Pointing and labeling entries:
— begin —
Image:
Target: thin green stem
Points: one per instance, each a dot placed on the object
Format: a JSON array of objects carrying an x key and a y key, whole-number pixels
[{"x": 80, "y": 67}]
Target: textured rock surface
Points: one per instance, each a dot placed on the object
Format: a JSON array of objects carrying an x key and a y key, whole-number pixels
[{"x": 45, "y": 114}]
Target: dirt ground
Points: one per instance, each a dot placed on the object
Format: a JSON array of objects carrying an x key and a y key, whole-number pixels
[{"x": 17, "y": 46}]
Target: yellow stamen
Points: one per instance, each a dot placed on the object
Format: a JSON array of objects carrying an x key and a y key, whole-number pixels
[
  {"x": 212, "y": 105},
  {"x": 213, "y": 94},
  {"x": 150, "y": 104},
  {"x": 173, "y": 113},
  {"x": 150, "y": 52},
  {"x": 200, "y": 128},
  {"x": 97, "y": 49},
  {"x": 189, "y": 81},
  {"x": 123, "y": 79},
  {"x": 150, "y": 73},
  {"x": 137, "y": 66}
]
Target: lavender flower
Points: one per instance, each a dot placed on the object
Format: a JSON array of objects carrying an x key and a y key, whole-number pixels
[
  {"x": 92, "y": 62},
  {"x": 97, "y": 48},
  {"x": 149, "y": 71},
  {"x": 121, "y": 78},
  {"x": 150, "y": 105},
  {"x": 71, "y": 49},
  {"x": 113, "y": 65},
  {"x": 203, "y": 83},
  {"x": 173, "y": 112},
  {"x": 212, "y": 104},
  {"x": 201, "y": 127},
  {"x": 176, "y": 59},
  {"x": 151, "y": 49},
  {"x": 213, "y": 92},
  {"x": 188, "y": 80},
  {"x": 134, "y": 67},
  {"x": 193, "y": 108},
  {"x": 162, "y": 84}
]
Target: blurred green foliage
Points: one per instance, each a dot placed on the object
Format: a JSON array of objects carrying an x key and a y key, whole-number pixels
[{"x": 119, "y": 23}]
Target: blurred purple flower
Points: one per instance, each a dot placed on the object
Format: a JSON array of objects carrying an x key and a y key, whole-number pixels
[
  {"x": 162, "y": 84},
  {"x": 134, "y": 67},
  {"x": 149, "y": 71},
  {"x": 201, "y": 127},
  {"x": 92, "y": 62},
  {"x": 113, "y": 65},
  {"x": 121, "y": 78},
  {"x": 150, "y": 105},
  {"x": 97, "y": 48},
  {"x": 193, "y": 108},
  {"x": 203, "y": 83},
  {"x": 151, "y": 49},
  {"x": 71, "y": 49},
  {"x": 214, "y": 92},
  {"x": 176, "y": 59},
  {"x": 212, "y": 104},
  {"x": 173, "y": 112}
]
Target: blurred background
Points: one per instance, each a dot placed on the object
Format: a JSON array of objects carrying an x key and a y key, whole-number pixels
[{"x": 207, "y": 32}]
— end —
GIVEN TASK: Convert every line of the rows above into a two-column Markdown table headed n and Line. Put a running number in n and the line's text in Line, and omit any blank lines.

RESULT FOR THIS TASK:
| n | Line |
|---|---|
| 1 | Image: |
| 2 | Target: thin green stem |
| 3 | Points: one per instance, each a dot placed on the object |
| 4 | Format: a JSON array of objects carrying an x key and a y key, whole-number pixels |
| 5 | [{"x": 80, "y": 67}] |
| 6 | Target: textured rock surface |
| 7 | Points: one per instance, each a dot placed on the object |
| 8 | Format: a JSON array of objects carrying an x key and a y key, whole-number pixels |
| 9 | [{"x": 45, "y": 114}] |
| 10 | Target: dirt ground |
| 11 | Points: one per instance, each a dot placed on the object |
| 12 | Format: a JSON array of objects carrying an x key and a y key, whole-number pixels |
| 13 | [{"x": 17, "y": 46}] |
| 14 | Target: yellow stamen |
| 15 | Points: one per instance, each a dot placed on the object |
| 16 | Format: a JSON array of objects carrying an x key and a y key, whole-number pixels |
| 17 | [ |
| 18 |   {"x": 212, "y": 105}, |
| 19 |   {"x": 213, "y": 94}, |
| 20 |   {"x": 150, "y": 104}, |
| 21 |   {"x": 173, "y": 113}, |
| 22 |   {"x": 150, "y": 52}, |
| 23 |   {"x": 200, "y": 128}, |
| 24 |   {"x": 97, "y": 49}, |
| 25 |   {"x": 189, "y": 81}, |
| 26 |   {"x": 123, "y": 79}, |
| 27 |   {"x": 150, "y": 73}, |
| 28 |   {"x": 137, "y": 66} |
| 29 | ] |
| 30 | Target: lavender flower |
| 31 | Points: one per instance, each a dot placed on the object |
| 32 | Format: a JSON array of objects carrying an x key and a y key, whole-number pixels |
| 33 | [ |
| 34 |   {"x": 92, "y": 62}, |
| 35 |   {"x": 97, "y": 48}, |
| 36 |   {"x": 149, "y": 71}, |
| 37 |   {"x": 121, "y": 78}, |
| 38 |   {"x": 150, "y": 105}, |
| 39 |   {"x": 71, "y": 49}, |
| 40 |   {"x": 113, "y": 65}, |
| 41 |   {"x": 203, "y": 83}, |
| 42 |   {"x": 173, "y": 112}, |
| 43 |   {"x": 212, "y": 104}, |
| 44 |   {"x": 201, "y": 127}, |
| 45 |   {"x": 176, "y": 59}, |
| 46 |   {"x": 151, "y": 49}, |
| 47 |   {"x": 213, "y": 92}, |
| 48 |   {"x": 188, "y": 80}, |
| 49 |   {"x": 134, "y": 67}, |
| 50 |   {"x": 193, "y": 108}, |
| 51 |   {"x": 162, "y": 84} |
| 52 | ] |
| 53 | Target: blurred green foliage |
| 54 | Points: one per instance, each a dot placed on the object |
| 55 | Format: a JSON array of objects carrying an x key and a y key, whole-number pixels |
| 56 | [{"x": 119, "y": 23}] |
| 57 | Target: blurred purple flower |
| 58 | Points: one per instance, each a dot placed on the object |
| 59 | Format: a JSON array of objects carrying an x key and a y key, whole-number pixels |
| 60 | [ |
| 61 |   {"x": 162, "y": 84}, |
| 62 |   {"x": 134, "y": 67}, |
| 63 |   {"x": 149, "y": 71}, |
| 64 |   {"x": 201, "y": 127}, |
| 65 |   {"x": 92, "y": 62}, |
| 66 |   {"x": 113, "y": 65}, |
| 67 |   {"x": 121, "y": 78}, |
| 68 |   {"x": 150, "y": 105}, |
| 69 |   {"x": 97, "y": 48}, |
| 70 |   {"x": 193, "y": 108}, |
| 71 |   {"x": 203, "y": 83}, |
| 72 |   {"x": 151, "y": 49}, |
| 73 |   {"x": 71, "y": 49}, |
| 74 |   {"x": 214, "y": 92}, |
| 75 |   {"x": 176, "y": 59}, |
| 76 |   {"x": 212, "y": 104}, |
| 77 |   {"x": 173, "y": 112} |
| 78 | ] |
| 79 | Target: blurred background |
| 80 | Points: one per instance, each a dot placed on the object |
| 81 | Format: a JSON array of objects carrying an x key and a y key, whole-number pixels |
| 82 | [{"x": 207, "y": 32}] |